Kejagung Istimewakan Nursalim; Enam Pemegang SKL Lain Belum Dapat SP3 [23/07/04]

Sjamsul Nursalim, tersangka megakorupsi bernilai Rp 10,5 triliun dalam kasus BLBI (bantuan likuiditas Bank Indonesia), kini bisa bebas ke mana-mana. Dia tak perlu khawatir diburu-buru aparat penegak hukum. Sebab, Jaksa Agung MA Rachman memutuskan untuk menghentikan penyidikan perkara konglomerat yang kini berada di Singapura itu.

Menurut Rachman, SP3 (Surat Penghentian Penyidikan Perkara) tersebut diterbitkan karena pemilik Bank Dagang Nasional Indonesia (BDNI) itu telah mengantongi SKL (surat keterangan lunas) dari pemerintah. Iya (memang benar). Kalau sudah ada SKL, ya kita terbitkan SP3, ujar Rachman setelah acara peringatan Hari Bhakti Adhyaksa ke-44 di Gedung Kejagung kemarin. SP3 tersebut diterbitkan pada 13 Juli 2004.

Penghentian penyidikan itu, kata Rachman, mengacu pada Inpres Nomor 8/2002 tentang pemberian jaminan kepastian hukum kepada debitor yang telah menyelesaikan kewajibannya atau tindakan hukum kepada debitor yang tidak menyelesaikan kewajibannya berdasar Penyelesaian Kewajiban Pemegang Saham (PKPS). Debitor yang kooperatif dengan membayar utang-utangnya dijamin mendapatkan SKL sehingga tuntutan pidananya tidak bisa dilanjutkan.

**Daftar Entri**
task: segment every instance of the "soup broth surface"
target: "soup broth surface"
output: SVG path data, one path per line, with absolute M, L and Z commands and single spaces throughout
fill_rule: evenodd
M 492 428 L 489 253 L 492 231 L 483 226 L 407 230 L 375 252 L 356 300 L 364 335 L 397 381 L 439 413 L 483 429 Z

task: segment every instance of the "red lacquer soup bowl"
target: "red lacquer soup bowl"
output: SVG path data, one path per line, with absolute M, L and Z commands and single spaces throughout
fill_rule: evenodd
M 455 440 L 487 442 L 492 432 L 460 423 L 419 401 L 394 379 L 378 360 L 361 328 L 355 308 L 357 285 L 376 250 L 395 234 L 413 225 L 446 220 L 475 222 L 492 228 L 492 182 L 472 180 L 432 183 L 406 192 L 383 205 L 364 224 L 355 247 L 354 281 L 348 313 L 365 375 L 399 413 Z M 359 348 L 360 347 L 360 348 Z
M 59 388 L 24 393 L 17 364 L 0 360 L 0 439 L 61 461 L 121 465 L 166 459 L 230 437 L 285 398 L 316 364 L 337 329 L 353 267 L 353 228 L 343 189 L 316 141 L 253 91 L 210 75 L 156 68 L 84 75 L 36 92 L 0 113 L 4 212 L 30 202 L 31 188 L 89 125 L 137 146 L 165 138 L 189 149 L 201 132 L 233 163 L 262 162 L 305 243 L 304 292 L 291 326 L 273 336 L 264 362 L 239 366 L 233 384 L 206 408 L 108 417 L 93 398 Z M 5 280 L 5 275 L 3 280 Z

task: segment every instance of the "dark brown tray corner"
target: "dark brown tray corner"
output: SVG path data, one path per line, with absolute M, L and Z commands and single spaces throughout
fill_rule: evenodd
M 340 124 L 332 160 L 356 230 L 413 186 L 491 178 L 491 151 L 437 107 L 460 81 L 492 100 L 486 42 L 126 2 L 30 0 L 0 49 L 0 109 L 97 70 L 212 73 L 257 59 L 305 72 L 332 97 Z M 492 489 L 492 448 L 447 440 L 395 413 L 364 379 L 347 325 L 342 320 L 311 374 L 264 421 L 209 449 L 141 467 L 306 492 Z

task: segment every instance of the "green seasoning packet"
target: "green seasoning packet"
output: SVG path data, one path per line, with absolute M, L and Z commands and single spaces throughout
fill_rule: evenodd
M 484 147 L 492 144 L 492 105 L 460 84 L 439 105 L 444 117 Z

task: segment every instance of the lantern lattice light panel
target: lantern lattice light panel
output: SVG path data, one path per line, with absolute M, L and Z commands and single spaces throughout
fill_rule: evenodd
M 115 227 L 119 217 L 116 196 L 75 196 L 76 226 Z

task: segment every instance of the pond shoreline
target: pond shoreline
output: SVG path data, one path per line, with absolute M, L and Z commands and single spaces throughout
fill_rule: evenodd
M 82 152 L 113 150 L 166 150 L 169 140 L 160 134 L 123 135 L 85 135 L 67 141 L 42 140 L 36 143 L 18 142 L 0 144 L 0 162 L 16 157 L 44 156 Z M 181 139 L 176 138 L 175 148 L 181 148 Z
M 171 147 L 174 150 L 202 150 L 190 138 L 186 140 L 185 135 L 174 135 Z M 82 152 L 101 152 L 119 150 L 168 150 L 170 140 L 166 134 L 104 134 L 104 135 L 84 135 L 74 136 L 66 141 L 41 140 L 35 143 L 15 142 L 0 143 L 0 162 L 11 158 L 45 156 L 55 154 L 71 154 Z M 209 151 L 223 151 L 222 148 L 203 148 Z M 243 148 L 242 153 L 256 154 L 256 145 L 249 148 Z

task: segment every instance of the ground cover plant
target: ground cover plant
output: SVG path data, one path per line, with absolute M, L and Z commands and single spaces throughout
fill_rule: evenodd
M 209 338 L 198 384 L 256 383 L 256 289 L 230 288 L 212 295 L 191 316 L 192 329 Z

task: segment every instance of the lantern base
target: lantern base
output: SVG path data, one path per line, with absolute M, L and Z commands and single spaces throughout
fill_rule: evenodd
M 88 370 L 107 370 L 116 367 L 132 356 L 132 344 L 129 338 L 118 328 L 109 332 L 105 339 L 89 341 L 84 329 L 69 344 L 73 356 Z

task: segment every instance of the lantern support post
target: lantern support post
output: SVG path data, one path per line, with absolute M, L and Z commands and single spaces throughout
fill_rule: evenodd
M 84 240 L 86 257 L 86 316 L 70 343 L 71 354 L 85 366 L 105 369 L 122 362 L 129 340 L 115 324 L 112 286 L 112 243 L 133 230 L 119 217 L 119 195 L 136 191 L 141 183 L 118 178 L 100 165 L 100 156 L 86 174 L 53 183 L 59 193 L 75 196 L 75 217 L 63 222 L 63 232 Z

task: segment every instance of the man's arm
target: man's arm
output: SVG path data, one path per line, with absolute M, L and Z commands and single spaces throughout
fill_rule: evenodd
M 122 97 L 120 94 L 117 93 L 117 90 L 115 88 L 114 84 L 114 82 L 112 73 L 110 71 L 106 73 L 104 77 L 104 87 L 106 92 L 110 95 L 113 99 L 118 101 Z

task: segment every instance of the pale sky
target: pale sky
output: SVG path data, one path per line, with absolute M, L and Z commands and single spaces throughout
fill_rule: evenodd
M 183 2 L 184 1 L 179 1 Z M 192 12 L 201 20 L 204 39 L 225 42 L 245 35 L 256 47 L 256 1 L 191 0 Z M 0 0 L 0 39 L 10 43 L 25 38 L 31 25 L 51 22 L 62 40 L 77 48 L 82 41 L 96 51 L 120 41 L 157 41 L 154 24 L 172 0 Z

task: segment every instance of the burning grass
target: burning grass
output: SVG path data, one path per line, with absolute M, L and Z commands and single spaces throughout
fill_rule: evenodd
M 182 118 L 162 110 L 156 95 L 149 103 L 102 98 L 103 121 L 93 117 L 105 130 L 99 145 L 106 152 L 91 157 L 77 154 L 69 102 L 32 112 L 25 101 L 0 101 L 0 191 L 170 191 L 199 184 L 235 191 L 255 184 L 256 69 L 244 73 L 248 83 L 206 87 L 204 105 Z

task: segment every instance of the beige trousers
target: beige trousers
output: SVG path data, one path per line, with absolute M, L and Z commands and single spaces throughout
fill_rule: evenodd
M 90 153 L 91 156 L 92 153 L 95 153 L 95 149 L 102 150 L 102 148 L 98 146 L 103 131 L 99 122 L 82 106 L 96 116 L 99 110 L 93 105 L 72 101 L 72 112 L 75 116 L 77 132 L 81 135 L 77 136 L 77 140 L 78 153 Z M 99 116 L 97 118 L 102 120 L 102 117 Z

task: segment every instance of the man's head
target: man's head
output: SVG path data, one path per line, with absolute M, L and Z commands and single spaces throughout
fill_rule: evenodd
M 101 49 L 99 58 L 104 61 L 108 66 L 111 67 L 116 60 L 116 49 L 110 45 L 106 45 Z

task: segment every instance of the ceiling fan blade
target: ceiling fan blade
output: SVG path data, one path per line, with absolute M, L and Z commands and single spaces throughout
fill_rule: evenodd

**Uraian Tugas**
Cetak ulang tanpa perubahan sepenggal berita tentang SP3 Sjamsul Nursalim, dimulai pada kata-kata yang memuat "Sjamsul Nursalim, tersangka" dan diakhiri setelah "13 Juli 2004.".

**Hasil Tugas Ini**
Sjamsul Nursalim, tersangka megakorupsi bernilai Rp 10,5 triliun dalam kasus BLBI (bantuan likuiditas Bank Indonesia), kini bisa bebas ke mana-mana. Dia tak perlu khawatir diburu-buru aparat penegak hukum. Sebab, Jaksa Agung MA Rachman memutuskan untuk menghentikan penyidikan perkara konglomerat yang kini berada di Singapura itu.

Menurut Rachman, SP3 (Surat Penghentian Penyidikan Perkara) tersebut diterbitkan karena pemilik Bank Dagang Nasional Indonesia (BDNI) itu telah mengantongi SKL (surat keterangan lunas) dari pemerintah. Iya (memang benar). Kalau sudah ada SKL, ya kita terbitkan SP3, ujar Rachman setelah acara peringatan Hari Bhakti Adhyaksa ke-44 di Gedung Kejagung kemarin. SP3 tersebut diterbitkan pada 13 Juli 2004.